Task requirements :: Put every line of the listing below into a numbered list, skipping blank lines and leaving out the pictures.

─── Material for the task ───

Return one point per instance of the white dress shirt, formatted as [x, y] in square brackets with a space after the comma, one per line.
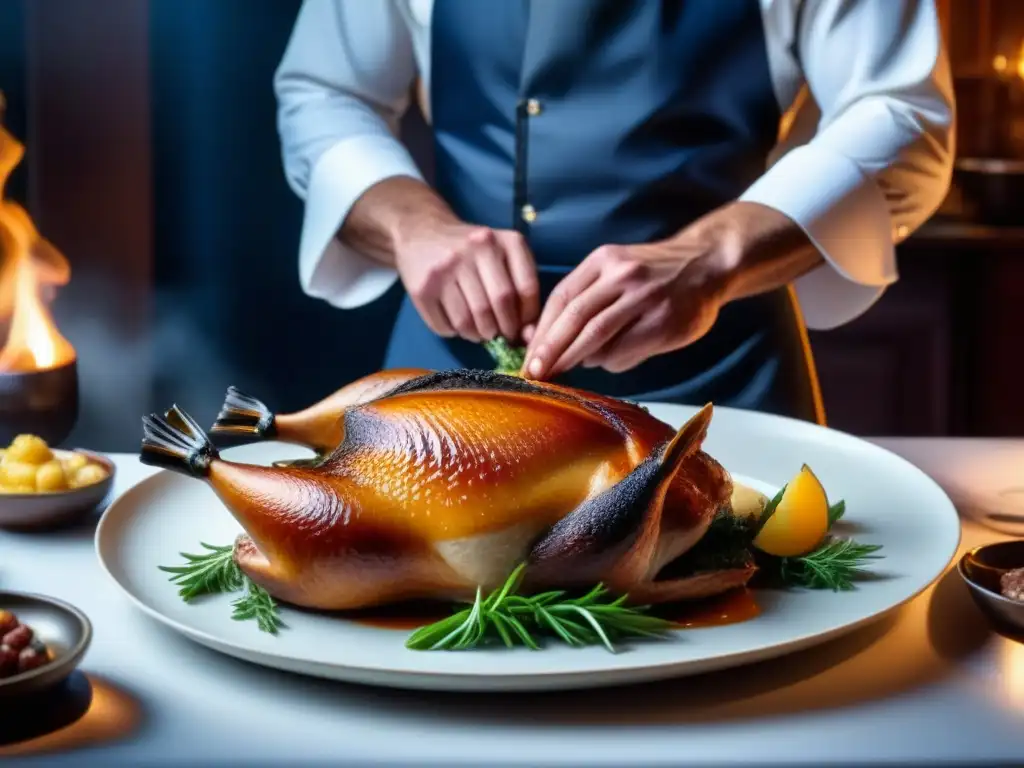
[867, 161]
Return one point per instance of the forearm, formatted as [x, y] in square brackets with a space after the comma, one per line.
[752, 249]
[385, 214]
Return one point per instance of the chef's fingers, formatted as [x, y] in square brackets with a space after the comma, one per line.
[522, 268]
[600, 330]
[501, 292]
[458, 311]
[479, 304]
[549, 347]
[433, 315]
[637, 342]
[567, 289]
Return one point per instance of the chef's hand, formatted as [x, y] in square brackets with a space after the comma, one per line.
[625, 304]
[464, 281]
[468, 281]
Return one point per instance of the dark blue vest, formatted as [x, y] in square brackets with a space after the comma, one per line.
[590, 122]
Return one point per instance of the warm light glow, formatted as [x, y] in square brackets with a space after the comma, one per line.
[1012, 671]
[29, 264]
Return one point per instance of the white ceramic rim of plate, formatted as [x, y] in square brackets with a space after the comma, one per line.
[630, 668]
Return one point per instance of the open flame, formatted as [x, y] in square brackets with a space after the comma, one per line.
[30, 270]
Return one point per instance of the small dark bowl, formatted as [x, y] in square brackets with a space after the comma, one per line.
[41, 402]
[981, 569]
[44, 510]
[992, 188]
[65, 629]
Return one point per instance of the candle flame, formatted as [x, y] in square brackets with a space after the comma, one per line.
[30, 266]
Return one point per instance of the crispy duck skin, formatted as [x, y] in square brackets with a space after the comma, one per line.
[244, 419]
[451, 479]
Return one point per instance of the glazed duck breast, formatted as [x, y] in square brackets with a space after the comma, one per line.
[451, 479]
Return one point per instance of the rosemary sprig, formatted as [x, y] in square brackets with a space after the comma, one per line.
[508, 359]
[513, 619]
[215, 571]
[257, 604]
[207, 573]
[836, 564]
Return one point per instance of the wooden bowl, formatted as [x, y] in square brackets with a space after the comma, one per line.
[48, 509]
[981, 569]
[65, 629]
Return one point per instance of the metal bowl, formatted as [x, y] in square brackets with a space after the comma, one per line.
[65, 629]
[981, 568]
[56, 508]
[43, 402]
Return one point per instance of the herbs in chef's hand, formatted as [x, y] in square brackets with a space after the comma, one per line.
[508, 359]
[514, 620]
[215, 571]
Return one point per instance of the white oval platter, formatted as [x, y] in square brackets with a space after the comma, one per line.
[889, 502]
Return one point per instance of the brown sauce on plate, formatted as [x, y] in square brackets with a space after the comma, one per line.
[730, 607]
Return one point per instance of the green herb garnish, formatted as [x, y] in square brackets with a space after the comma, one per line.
[513, 620]
[215, 572]
[508, 359]
[835, 565]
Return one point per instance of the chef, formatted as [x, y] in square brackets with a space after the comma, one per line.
[657, 197]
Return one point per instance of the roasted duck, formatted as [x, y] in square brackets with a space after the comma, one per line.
[243, 419]
[451, 479]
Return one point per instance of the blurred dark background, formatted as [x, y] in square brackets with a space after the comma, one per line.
[153, 164]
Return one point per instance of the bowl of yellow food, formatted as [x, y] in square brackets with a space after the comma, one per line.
[41, 486]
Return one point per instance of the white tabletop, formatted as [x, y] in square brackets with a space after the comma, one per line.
[930, 683]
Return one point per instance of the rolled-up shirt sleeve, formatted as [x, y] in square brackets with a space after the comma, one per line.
[880, 161]
[342, 86]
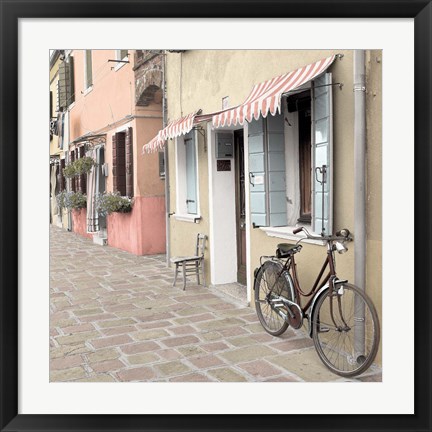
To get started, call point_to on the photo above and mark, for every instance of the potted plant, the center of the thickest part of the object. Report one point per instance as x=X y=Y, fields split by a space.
x=83 y=165
x=78 y=167
x=71 y=200
x=110 y=202
x=69 y=171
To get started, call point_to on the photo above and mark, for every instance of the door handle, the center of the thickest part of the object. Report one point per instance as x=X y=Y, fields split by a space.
x=251 y=176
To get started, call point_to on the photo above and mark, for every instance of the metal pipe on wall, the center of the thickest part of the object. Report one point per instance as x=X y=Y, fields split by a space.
x=166 y=166
x=359 y=189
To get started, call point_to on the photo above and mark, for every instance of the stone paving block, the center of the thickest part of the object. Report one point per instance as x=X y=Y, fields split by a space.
x=260 y=369
x=191 y=350
x=97 y=378
x=103 y=354
x=85 y=312
x=209 y=336
x=226 y=375
x=293 y=344
x=111 y=341
x=177 y=341
x=169 y=354
x=67 y=374
x=282 y=378
x=79 y=328
x=183 y=330
x=241 y=341
x=247 y=353
x=107 y=366
x=154 y=324
x=254 y=328
x=172 y=368
x=304 y=364
x=233 y=331
x=96 y=318
x=136 y=374
x=66 y=350
x=140 y=347
x=206 y=361
x=193 y=377
x=214 y=347
x=218 y=324
x=149 y=334
x=115 y=323
x=66 y=362
x=76 y=338
x=112 y=331
x=143 y=358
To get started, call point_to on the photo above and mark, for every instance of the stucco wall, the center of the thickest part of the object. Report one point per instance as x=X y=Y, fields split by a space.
x=200 y=79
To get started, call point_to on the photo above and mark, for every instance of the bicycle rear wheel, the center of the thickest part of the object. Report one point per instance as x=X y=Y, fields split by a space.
x=346 y=330
x=270 y=284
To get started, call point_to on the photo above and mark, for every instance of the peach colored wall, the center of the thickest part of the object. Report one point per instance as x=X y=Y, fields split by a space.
x=142 y=231
x=147 y=180
x=110 y=99
x=79 y=223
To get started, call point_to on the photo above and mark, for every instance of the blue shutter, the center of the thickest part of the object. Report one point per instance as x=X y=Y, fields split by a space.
x=276 y=171
x=322 y=154
x=267 y=171
x=258 y=206
x=191 y=180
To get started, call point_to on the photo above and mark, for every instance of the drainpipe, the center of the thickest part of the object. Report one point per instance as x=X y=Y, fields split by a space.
x=167 y=189
x=359 y=190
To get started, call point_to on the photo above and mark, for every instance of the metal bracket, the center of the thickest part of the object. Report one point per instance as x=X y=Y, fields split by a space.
x=359 y=87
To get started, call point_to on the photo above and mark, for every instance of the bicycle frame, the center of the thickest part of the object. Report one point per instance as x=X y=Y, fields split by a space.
x=328 y=262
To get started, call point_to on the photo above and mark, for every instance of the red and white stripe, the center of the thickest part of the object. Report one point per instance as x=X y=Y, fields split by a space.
x=266 y=97
x=174 y=129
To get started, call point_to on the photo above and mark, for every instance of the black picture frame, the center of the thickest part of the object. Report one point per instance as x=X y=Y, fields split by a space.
x=12 y=11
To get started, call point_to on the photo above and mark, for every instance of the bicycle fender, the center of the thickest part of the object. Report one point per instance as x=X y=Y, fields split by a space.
x=315 y=299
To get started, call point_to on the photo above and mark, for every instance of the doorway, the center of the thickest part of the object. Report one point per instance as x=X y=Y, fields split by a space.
x=240 y=206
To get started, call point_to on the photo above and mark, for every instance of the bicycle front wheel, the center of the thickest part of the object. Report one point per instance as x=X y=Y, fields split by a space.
x=346 y=330
x=271 y=283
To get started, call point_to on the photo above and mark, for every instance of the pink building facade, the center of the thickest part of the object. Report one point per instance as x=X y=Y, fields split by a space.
x=116 y=108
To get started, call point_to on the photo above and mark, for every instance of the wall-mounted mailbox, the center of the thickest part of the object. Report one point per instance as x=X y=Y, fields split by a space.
x=224 y=145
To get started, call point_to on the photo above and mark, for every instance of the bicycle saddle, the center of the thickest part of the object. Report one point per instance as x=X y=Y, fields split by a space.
x=285 y=249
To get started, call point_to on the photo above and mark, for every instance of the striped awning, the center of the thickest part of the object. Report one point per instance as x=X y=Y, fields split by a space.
x=174 y=129
x=266 y=97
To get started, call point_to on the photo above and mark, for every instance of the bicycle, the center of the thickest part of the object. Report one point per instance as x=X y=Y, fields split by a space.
x=343 y=321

───

Correct response ::
1. Return one point per instance of the white dress shirt, formatted as [x, y] in square brackets with a space after the comma, one per line.
2. [867, 161]
3. Return one point per instance of the forearm, formatted as [x, y] in square brackets with a space after the comma, one per line.
4. [752, 249]
5. [385, 214]
6. Return one point per instance of the chef's fingers, formatted as [x, y] in square brackets with a space after the comma, one per line.
7. [522, 268]
8. [600, 330]
9. [501, 292]
10. [458, 311]
11. [479, 304]
12. [549, 347]
13. [433, 315]
14. [637, 342]
15. [567, 289]
16. Return one point per instance of the chef's hand, formatted as [x, y] in square brackets with a space after the comma, one per line.
17. [625, 304]
18. [464, 281]
19. [468, 281]
20. Return one point per instance of the dark blue vest, formatted as [x, y] in square brackets with a space after the comma, one per line.
21. [590, 122]
22. Return one point per instance of the warm light glow, formatted as [x, y] in square brackets with a space after the comma, one per line.
23. [1012, 671]
24. [29, 264]
25. Return one point per instance of the white ceramic rim of plate, formatted as [x, y] in square brackets with a space after the comma, one per line.
26. [630, 668]
27. Return one point per instance of the open flame, formatted as [x, y] in square brackets with a space after the comma, one per line.
28. [30, 270]
29. Return one point per instance of the small dark bowl, formatted as [x, y] in square brackets with a space after the comma, one per line.
30. [41, 402]
31. [981, 569]
32. [44, 510]
33. [992, 188]
34. [65, 629]
35. Return one point per instance of the candle flame, formatted as [x, y] in square brackets with a space after the comma, one per line.
36. [30, 266]
37. Return one point per instance of the crispy duck skin, formatted as [x, y] in square brackets with a space after the comma, one per line.
38. [244, 419]
39. [451, 479]
40. Return one point per instance of the glazed duck breast, formatted as [x, y] in square brackets with a space after the comma, one per line.
41. [451, 479]
42. Return one point per instance of the rosemary sprig, formatted as [x, y] in square brackets with a space after the comma, one per line.
43. [508, 359]
44. [513, 619]
45. [215, 571]
46. [257, 604]
47. [207, 573]
48. [836, 564]
49. Return one point per instance of the wooden bowl, formatted as [x, y] in square brackets with a space after the comma, one per line.
50. [48, 509]
51. [981, 569]
52. [65, 629]
53. Return one point per instance of the metal bowl, formatted as [x, y] in square brackets with a space after the comma, one per line.
54. [65, 629]
55. [981, 568]
56. [56, 508]
57. [43, 402]
58. Return one point per instance of the herbs in chef's hand, formatted as [x, y] in square brackets with a space after the comma, one per line.
59. [508, 359]
60. [514, 620]
61. [215, 571]
62. Return one point per instance of the white oval platter, formatted as [x, y] in square brackets with a space after the comma, one per line.
63. [889, 502]
64. Return one point per instance of the brown sauce on plate, formatted as [x, y] in square brackets with a space after the comma, one per line.
65. [730, 607]
66. Return one point per instance of the green herb garnish, formatted as [x, y] in square brackets with a space after the comma, one per line.
67. [513, 620]
68. [215, 572]
69. [508, 359]
70. [835, 565]
71. Return one point per instance of the chef, formatted as [x, y] in square brackets with a space after the comma, one per line.
72. [657, 197]
73. Return one point per instance of the roasted duck, formatted as [x, y] in square brackets with a space after the comma, one per line.
74. [243, 419]
75. [451, 479]
76. Return one point per instance of the blurred dark background, formatted as [x, y] in square brackets with a space after the comma, one per line.
77. [153, 164]
78. Return one point per instance of the bowl of yellow food, formatted as [x, y] in square brackets with a space after the comma, one per line.
79. [41, 486]
80. Return one point per instance of the white tabletop, formatted as [x, y] in square brackets with a space after the comma, one per line.
81. [930, 683]
82. Return one point per instance of the rolled-up shirt sleeve, formatted as [x, y] in square brackets with a space after the comma, one per line.
83. [880, 161]
84. [342, 86]
85. To get started, call point_to on the photo above and mark, for every instance of the potted plant, the center of the thickest part of the object. Report one point per instance as x=X y=Y, fields split by a space.
86. x=83 y=165
87. x=78 y=167
88. x=71 y=200
89. x=110 y=202
90. x=69 y=171
91. To get started, call point_to on the photo above and mark, for every instance of the door handle, the center of the thickest part of the object. Report one point per instance as x=X y=Y, fields split by a space.
92. x=251 y=176
93. To get started, call point_to on the photo above and mark, for every instance of the metal pipe on wall, the center of the thickest part of the object. Report one point per instance as x=X y=Y, fields split by a space.
94. x=166 y=166
95. x=359 y=189
96. To get started, call point_to on the photo above and mark, for every instance of the stone paving block, the center of the thickest part of the object. Report one point per instance as x=X y=Y, fields split by a space.
97. x=260 y=369
98. x=191 y=350
99. x=97 y=378
100. x=103 y=354
101. x=85 y=312
102. x=209 y=336
103. x=226 y=375
104. x=293 y=344
105. x=111 y=341
106. x=177 y=341
107. x=169 y=354
108. x=67 y=374
109. x=282 y=378
110. x=79 y=328
111. x=183 y=330
112. x=241 y=341
113. x=247 y=353
114. x=107 y=366
115. x=154 y=324
116. x=254 y=328
117. x=172 y=368
118. x=304 y=364
119. x=233 y=331
120. x=96 y=318
121. x=136 y=374
122. x=66 y=350
123. x=140 y=347
124. x=206 y=361
125. x=193 y=377
126. x=214 y=347
127. x=218 y=324
128. x=149 y=334
129. x=115 y=323
130. x=66 y=362
131. x=76 y=338
132. x=112 y=331
133. x=143 y=358
134. To get started, call point_to on the photo above and mark, for every instance of the stucco wall, the center of the thickest part of the object. Report one point per instance as x=X y=Y, fields split by a space.
135. x=200 y=79
136. To get started, call point_to on the photo above and mark, for every instance of the bicycle rear wheel, the center of the thickest part of the object. Report one point per instance as x=X y=Y, fields split by a space.
137. x=346 y=330
138. x=270 y=284
139. To get started, call point_to on the photo above and mark, for every instance of the peach colored wall, the center of the thickest part of the object. Report one point per instance as x=X y=Y, fields split by a space.
140. x=142 y=231
141. x=147 y=180
142. x=110 y=99
143. x=79 y=223
144. To get started, call point_to on the photo above and mark, for every instance of the blue shutter, the center of the thickest part of the object. Report one point per instance as x=X y=Y, fields split by a space.
145. x=276 y=171
146. x=322 y=154
147. x=267 y=171
148. x=258 y=206
149. x=191 y=180
150. To get started, call point_to on the photo above and mark, for every instance of the drainpipe, the center of the thickest part of the object. Report one point per instance as x=X y=Y, fields split by a space.
151. x=167 y=189
152. x=359 y=190
153. To get started, call point_to on the photo above and mark, for every instance of the metal bracket, the center of the thickest part of the object. Report one point per instance as x=X y=Y, fields split by a space.
154. x=359 y=87
155. To get started, call point_to on the photo above and mark, for every instance of the bicycle frame, the center of the thickest part of the object. Report one point per instance as x=X y=Y, fields split by a space.
156. x=328 y=262
157. To get started, call point_to on the photo above and mark, for every instance of the red and white stripe, the center of the thickest part of the object. Report one point per instance as x=X y=Y, fields split by a space.
158. x=266 y=97
159. x=174 y=129
160. To get started, call point_to on the photo above and mark, for every instance of the black picture frame, the center of the thickest part of the object. Report one point per instance as x=X y=Y, fields split by a space.
161. x=12 y=11
162. To get started, call point_to on the photo above and mark, for every instance of the bicycle fender, the center of the thickest part of the object. Report one point per instance as x=X y=Y, fields split by a space.
163. x=315 y=299
164. To get started, call point_to on the photo above and mark, for every instance of the doorway, the center of the thickest part of the object. Report one point per instance as x=X y=Y, fields split by a space.
165. x=240 y=206
166. To get started, call point_to on the photo above and mark, for every instance of the bicycle front wheel, the center of the thickest part of the object. Report one point per instance as x=X y=Y, fields split by a space.
167. x=346 y=330
168. x=271 y=283
169. To get started, call point_to on the photo above and mark, for every instance of the pink building facade, the center of the thickest part of the object. Report one point per instance as x=X y=Y, fields split by a space.
170. x=116 y=108
171. To get started, call point_to on the photo above and mark, for every instance of the wall-mounted mailbox, the center of the thickest part of the object. Report one point per instance as x=X y=Y, fields split by a space.
172. x=224 y=145
173. To get started, call point_to on the photo above and mark, for every instance of the bicycle saddle, the center of the thickest part of the object. Report one point per instance as x=X y=Y, fields split by a space.
174. x=285 y=249
175. To get started, call point_to on the photo above and mark, for every instance of the striped awning, the center of the thickest part of the object. Report one point per instance as x=X y=Y, fields split by a space.
176. x=174 y=129
177. x=266 y=97
178. To get started, call point_to on the photo above and mark, for every instance of the bicycle, the center of the thickest part of the object. Report one point per instance as x=X y=Y, fields split by a space.
179. x=343 y=321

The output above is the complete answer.